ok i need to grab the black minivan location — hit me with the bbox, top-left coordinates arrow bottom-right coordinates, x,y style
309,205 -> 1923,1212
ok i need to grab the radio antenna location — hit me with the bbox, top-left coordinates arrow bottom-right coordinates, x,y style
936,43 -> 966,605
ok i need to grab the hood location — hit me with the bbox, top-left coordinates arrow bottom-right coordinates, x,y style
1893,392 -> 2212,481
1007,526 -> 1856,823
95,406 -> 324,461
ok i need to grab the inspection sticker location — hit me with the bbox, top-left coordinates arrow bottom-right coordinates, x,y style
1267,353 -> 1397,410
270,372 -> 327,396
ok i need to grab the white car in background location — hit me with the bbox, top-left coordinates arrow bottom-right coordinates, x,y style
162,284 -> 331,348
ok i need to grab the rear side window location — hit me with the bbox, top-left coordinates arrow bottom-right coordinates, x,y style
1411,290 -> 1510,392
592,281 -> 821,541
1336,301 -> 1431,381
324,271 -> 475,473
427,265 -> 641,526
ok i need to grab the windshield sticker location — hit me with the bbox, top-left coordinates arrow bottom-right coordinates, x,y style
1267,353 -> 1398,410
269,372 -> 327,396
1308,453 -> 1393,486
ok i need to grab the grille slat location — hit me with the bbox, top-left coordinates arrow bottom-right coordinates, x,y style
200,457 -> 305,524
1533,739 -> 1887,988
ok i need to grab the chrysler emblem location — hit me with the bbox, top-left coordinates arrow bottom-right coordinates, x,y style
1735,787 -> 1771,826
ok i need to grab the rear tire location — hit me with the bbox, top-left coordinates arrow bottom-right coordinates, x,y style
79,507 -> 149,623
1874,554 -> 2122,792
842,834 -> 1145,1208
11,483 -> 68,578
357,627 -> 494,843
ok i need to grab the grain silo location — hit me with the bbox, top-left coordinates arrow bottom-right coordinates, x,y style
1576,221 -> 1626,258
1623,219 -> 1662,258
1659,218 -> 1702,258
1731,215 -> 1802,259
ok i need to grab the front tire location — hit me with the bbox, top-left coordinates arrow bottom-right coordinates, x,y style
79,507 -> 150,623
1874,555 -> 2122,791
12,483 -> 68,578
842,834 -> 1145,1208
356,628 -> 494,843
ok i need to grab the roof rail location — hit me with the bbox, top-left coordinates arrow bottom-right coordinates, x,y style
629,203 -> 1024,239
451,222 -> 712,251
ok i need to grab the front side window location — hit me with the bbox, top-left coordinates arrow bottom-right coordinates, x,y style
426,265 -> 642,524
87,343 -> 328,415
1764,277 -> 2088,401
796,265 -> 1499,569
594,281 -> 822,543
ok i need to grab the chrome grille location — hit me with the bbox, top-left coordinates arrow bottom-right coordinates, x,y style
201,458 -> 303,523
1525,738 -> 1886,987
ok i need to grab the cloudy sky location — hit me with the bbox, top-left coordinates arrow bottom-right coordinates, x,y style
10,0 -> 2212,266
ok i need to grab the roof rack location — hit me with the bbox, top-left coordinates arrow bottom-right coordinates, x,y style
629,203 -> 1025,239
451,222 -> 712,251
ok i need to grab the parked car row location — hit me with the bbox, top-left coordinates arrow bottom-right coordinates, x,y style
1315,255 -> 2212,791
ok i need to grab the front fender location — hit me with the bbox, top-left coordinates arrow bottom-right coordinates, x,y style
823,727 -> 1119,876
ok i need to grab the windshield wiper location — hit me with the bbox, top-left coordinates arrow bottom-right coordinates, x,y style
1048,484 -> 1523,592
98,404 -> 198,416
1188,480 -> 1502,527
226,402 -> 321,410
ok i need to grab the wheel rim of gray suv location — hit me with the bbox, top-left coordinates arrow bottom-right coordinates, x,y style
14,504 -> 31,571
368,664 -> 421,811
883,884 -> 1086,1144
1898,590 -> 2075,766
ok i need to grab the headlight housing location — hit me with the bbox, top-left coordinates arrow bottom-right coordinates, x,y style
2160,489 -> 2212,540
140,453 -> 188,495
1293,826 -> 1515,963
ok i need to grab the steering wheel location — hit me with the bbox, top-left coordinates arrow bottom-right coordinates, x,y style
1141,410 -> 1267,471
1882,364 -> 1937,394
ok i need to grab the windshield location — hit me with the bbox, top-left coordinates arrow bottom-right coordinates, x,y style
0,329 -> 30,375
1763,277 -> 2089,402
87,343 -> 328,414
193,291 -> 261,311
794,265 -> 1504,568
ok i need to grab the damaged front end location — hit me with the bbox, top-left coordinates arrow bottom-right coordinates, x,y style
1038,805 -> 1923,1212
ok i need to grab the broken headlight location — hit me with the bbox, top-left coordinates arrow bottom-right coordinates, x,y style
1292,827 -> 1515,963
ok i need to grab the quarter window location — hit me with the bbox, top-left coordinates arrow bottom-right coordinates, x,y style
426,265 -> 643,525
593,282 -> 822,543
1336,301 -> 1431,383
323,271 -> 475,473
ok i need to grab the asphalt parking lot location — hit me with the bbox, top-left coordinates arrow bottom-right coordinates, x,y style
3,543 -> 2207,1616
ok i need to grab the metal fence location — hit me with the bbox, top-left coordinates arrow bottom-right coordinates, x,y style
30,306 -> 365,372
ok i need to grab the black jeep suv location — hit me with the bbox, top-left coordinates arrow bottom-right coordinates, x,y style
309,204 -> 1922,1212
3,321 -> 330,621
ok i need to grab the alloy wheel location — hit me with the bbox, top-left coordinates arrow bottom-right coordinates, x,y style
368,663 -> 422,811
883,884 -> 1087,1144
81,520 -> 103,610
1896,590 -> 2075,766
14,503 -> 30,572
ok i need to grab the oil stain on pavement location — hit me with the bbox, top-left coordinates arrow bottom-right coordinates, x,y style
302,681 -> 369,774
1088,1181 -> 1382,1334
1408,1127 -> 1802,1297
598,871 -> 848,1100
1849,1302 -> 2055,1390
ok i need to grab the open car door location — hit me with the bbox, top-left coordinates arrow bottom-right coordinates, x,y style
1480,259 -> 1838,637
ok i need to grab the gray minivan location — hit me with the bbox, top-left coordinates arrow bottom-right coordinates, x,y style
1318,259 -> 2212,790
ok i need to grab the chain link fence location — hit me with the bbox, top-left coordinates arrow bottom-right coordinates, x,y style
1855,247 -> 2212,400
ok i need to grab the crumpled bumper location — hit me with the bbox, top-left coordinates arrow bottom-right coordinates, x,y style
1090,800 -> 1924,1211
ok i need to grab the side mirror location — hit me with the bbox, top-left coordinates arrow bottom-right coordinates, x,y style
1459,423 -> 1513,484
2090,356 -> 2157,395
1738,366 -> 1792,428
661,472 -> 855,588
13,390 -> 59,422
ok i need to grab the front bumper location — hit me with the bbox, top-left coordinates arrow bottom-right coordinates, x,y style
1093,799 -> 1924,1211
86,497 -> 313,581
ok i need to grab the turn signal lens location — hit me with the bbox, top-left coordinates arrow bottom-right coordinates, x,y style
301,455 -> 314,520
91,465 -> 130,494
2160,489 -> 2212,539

◆ **What the task asks**
The full listing is to be copied verbatim.

◆ **Solved problem**
ok i need to grab the black minivan location — hit me with the bbox, top-left coordinates arrow bottom-right coordinates, x,y style
309,205 -> 1923,1212
ok i need to grab the radio antenna location — hit me with the bbox, top-left coordinates arrow bottom-right coordinates, x,y style
936,43 -> 966,605
ok i need to grab the hood location — hit me with the bbox, top-left coordinates arrow bottom-right coordinates, x,y style
1893,392 -> 2212,481
1007,526 -> 1856,823
95,406 -> 324,461
ok i need to grab the inspection sticker location — hit me with the bbox, top-left coordinates arrow bottom-right coordinates, x,y style
1267,353 -> 1397,410
270,372 -> 327,396
ok i need to grab the white car in background location — hit me with the bbox, top-left coordinates arrow bottom-right coordinates, x,y style
162,284 -> 331,348
ok i need to grab the rear side window location — hit me with the bbox, top-left coordinates arrow bottom-right coordinates, x,y style
1411,290 -> 1510,392
592,281 -> 821,541
1336,301 -> 1431,381
324,271 -> 475,473
427,265 -> 641,526
ok i need to grab the windshield sticker location — hit me with the bbox, top-left coordinates arrow bottom-right coordinates, x,y style
1267,353 -> 1398,410
269,372 -> 327,396
1308,453 -> 1393,486
ok i need to grab the grille slat location — hit me with the bbox, top-left coordinates arrow bottom-right coordinates, x,y style
200,457 -> 305,524
1533,739 -> 1887,988
ok i need to grab the chrysler emblem location — hit me with the bbox, top-left coordinates arrow bottom-right coordinates, x,y style
1735,787 -> 1771,826
ok i need to grab the rear tire location — hit me with the bbox, top-left coordinates arrow bottom-right coordinates, x,y style
79,507 -> 149,623
1874,554 -> 2122,792
842,834 -> 1145,1208
11,483 -> 68,578
357,627 -> 494,843
ok i need to grab the grain silo location — hit me with the bbox, top-left coordinates arrow bottom-right coordinates, x,y style
1576,221 -> 1626,258
1623,219 -> 1662,258
1659,218 -> 1702,258
1731,215 -> 1802,259
ok i need to grab the front tire location — hit me with the bbox, top-left coordinates arrow bottom-right coordinates, x,y style
79,507 -> 150,623
1874,555 -> 2122,791
12,483 -> 68,578
842,834 -> 1145,1208
356,628 -> 494,843
ok i need to grab the roof rail location — hit me with the bbox, top-left coordinates arrow bottom-right coordinates, x,y style
629,203 -> 1024,239
451,222 -> 712,251
ok i need to grab the front side window location — hit me with the bbox, top-left coordinates arrow bottom-right coordinates, x,y style
426,265 -> 642,524
87,343 -> 328,415
1764,277 -> 2088,401
796,265 -> 1499,569
594,281 -> 822,543
ok i need to grab the chrome grille location — hit me with the bbox, top-left coordinates arrow bottom-right coordinates, x,y style
201,458 -> 303,523
1525,738 -> 1886,987
ok i need to grab the cloudy sky location — hit me with the bbox, top-left coordinates arrow bottom-right coordinates, x,y style
10,0 -> 2212,266
ok i need to grab the roof rack location — hit me with the bbox, top-left coordinates arrow bottom-right coordinates, x,y style
629,203 -> 1025,239
451,222 -> 712,251
ok i need to grab the parked car row location — hit me with the bbox, top-left coordinates arrow bottom-right coordinates, x,y style
1315,255 -> 2212,791
ok i need to grab the front fender location — hit me with the bbox, top-left coordinates arrow bottom-right coordinates, x,y style
823,727 -> 1119,876
ok i need to grab the windshield wiper location — hit me with the bbox, top-left coordinates arrow bottom-right coordinates, x,y style
1048,484 -> 1523,592
98,404 -> 198,416
1188,480 -> 1502,527
226,402 -> 321,410
ok i need to grab the wheel rim of gray suv location — hit me with the bbox, top-left coordinates arrow bottom-right coordinates, x,y style
14,504 -> 31,571
368,664 -> 421,811
883,884 -> 1086,1144
1898,590 -> 2075,766
ok i need to grab the headlight housing location — hit me with the bbox, top-left coordinates arrow bottom-right coordinates, x,y style
2160,489 -> 2212,540
140,453 -> 188,495
1293,826 -> 1515,963
ok i need to grab the steering wheel location — hit me with the bbox, top-left coordinates arrow bottom-right coordinates, x,y style
1141,410 -> 1267,471
1882,364 -> 1937,394
ok i need to grab the windshield location — hit me with the bbox, top-left coordinates arrow bottom-right coordinates, x,y style
0,329 -> 30,375
1763,277 -> 2089,402
87,343 -> 328,414
193,291 -> 261,311
794,265 -> 1504,568
ok i need to grab the damaged front end location — hit me with the bbox, top-left coordinates arrow bottom-right coordinates, x,y style
1038,805 -> 1923,1212
ok i need to grab the broken headlight location — hit me with the bbox, top-left coordinates arrow bottom-right coordinates, x,y style
1292,827 -> 1515,963
ok i need to grab the quarter window location — hit me with the bbox, top-left coordinates arrow bottom-right coordinates, x,y style
426,265 -> 643,525
593,282 -> 822,543
1336,301 -> 1431,383
323,271 -> 475,473
ok i need to grab the asphalt parking lot location — hit me with the bbox, top-left coordinates arrow bottom-right coordinates, x,y style
3,543 -> 2207,1616
ok i need to grab the metal fence location — hit me with the bbox, top-left coordinates arrow bottom-right coordinates, x,y style
30,306 -> 365,372
ok i need to grab the black jeep suv location — hit me with the bbox, top-left coordinates arrow bottom-right coordinates, x,y style
309,204 -> 1922,1212
3,321 -> 330,621
ok i need to grab the alloy wheel location — hit me with the bbox, top-left coordinates arrow bottom-right coordinates, x,y style
368,663 -> 422,811
883,884 -> 1087,1144
81,520 -> 103,610
1896,590 -> 2075,766
14,503 -> 30,572
ok i need to grab the oil stain on pavement location — hit me with the bbox, top-left coordinates arrow bottom-right coordinates, x,y style
302,681 -> 369,774
1088,1181 -> 1382,1334
1408,1127 -> 1802,1297
598,871 -> 848,1100
1849,1302 -> 2055,1390
ok i need to grab the open car door location — hit me with the bbox, top-left coordinates arrow bottom-right coordinates, x,y style
1480,259 -> 1838,637
ok i need to grab the gray minivan location — hit me with the bbox, top-left coordinates arrow bottom-right coordinates, x,y style
1318,259 -> 2212,790
ok i need to grab the chain link fence location — hit me with the bbox, top-left coordinates arrow bottom-right coordinates, x,y style
1855,247 -> 2212,400
ok i need to grab the crumpled bumper location — hit me with the bbox, top-left coordinates arrow bottom-right coordinates, x,y style
1090,800 -> 1924,1211
ok i need to grab the side mirror location — hit me with the bbox, top-left coordinates arrow bottom-right coordinates, x,y style
1459,423 -> 1513,484
2090,356 -> 2157,395
1738,366 -> 1792,428
661,472 -> 855,588
13,390 -> 59,422
ok i need to grab the front bumper location — hit me with the bbox, top-left coordinates arrow bottom-right coordinates, x,y style
1093,799 -> 1924,1211
86,497 -> 313,581
ok i need to grab the turn signal lens location — hit me with the bbox, top-left coordinates arrow bottom-right coordinates, x,y style
301,455 -> 314,520
91,465 -> 130,494
2160,489 -> 2212,539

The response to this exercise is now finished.